# start of Article

February 11, 2014

Classics I want to read

I had this simple idea for a blog post, and it grew more and more complicated as I was outlining my thoughts. There are a lot of classic books out there, and while the ultimate goal is to read as many as possible, the short term goal is to read the ones I really want to first. So, I was going through my bookshelf, my to-read and read shelves on Goodreads, and my e-book library for the classic books I want to read. It sounded easy enough, until I ran into a few books that I am still unsure if they count as a classic book.

And the genre modern classic makes things even more complicated. I excluded from my list books I considered modern classics, although I suppose they are classics I want to read. I consider Holes by Louis Sachar a modern classic. But it kind of looks funny with all the other books on the list because it is so relatively recent a publication.

I wrote my list of classics I want to read before I wrote the list of classics I have read, but I'll start with the shorter list of classics I've read:
  • A Tree Grows in Brooklyn by Betty Smith
  • The Secret Garden by Frances Hodgson Burnett
  • The Scarlet Letter by Nathaniel Hawthorne
  • Lolita by Vladimir Nabokov
  • Fahrenheit 451 by Ray Bradbury
  • The Diary of a Young Girl by Anne Frank
  • Alice in Wonderland by Lewis Carroll
These are in no order. I loved all of them except The Scarlet Letter. I'm willing to give it a re-read and I have no shame in using SparkNotes. Also my copy is kind of pretty and I wish I could like the content as much as I do the cover.

# end of Article

[Problems and tasks]
[A] From the blog post on classic books, list every book given as a classic already read, with its author.
[B] Answer these questions from the blog post on classic books:
(i) Which book does the writer consider a modern classic?
(ii) Which of the classics already read did the writer not love?
(iii) Where did the writer search for classics to read?
[C] Carry the blog post on classic books forward from its final sentence.

# start of Source excerpt

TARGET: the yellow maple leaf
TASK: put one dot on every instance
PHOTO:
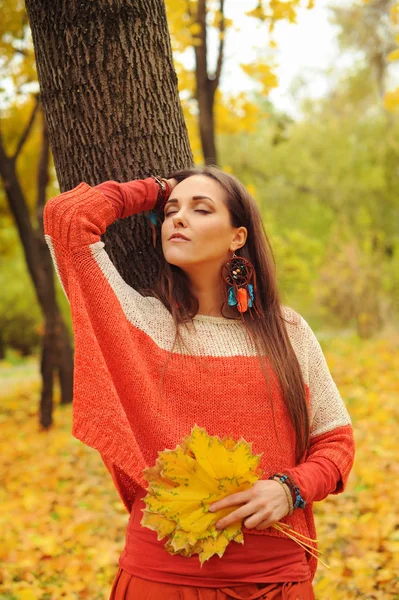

# end of Source excerpt

[Exercise responses]
[A]
- A Tree Grows in Brooklyn by Betty Smith
- The Secret Garden by Frances Hodgson Burnett
- The Scarlet Letter by Nathaniel Hawthorne
- Lolita by Vladimir Nabokov
- Fahrenheit 451 by Ray Bradbury
- The Diary of a Young Girl by Anne Frank
- Alice in Wonderland by Lewis Carroll

[B]
(i) Holes by Louis Sachar
(ii) The Scarlet Letter by Nathaniel Hawthorne
(iii) The writer's bookshelf, the to-read and read shelves on Goodreads, and the e-book library

[C]
Now the classics I have yet to read and would like to:
  • Pride and Prejudice by Jane Austen
  • The Time Machine by H.G. Wells
  • The Bell Jar by Sylvia Plath
  • 1984 by George Orwell
  • Mrs. Dalloway by Virginia Woolf
  • Emma by Jane Austen
  • To Kill a Mockingbird by Harper Lee
  • Little Women by Louisa May Alcott
  • Jane Eyre by Charlotte Bronte
  • The Hobbit by J.R. Tolkien
  • Frankenstein by Mary Shelley
  • The Great Gatsby by F. Scott Fitzgerald
  • Oliver Twist by Charles Dickens
  • Through the Looking Glass by Lewis Carroll
  • Anne of Green Gables by L.M. Montgomery
  • Gone with the Wind by Margaret Mitchell
Again, no order. There are a few, I admit, that I want to read because every other high school student in the world had to read it but I didn't, The Great Gatsby being the best example. Doing that might lead to disappointment, though, because I read The Scarlet Letter for that reason. I might have appreciated more if I had read it and discussed it with a class, maybe. 

In English class we did look at Frankenstein and Oliver Twist, but we never went beyond reading excerpts and watching clips. We read a lot of Macbeth, but I am not putting it in the classics I've read because we skipped over a whole lot of reading and instead acted the parts out. I'm also not putting it in the classics I want to read because we studied Macbeth for probably three entire months of the school year and I am still burned out. That goes for Julius Caesar, aswell. I'm just not into Willy Wiggledagger (William Shakespeare, get it?) like I should be.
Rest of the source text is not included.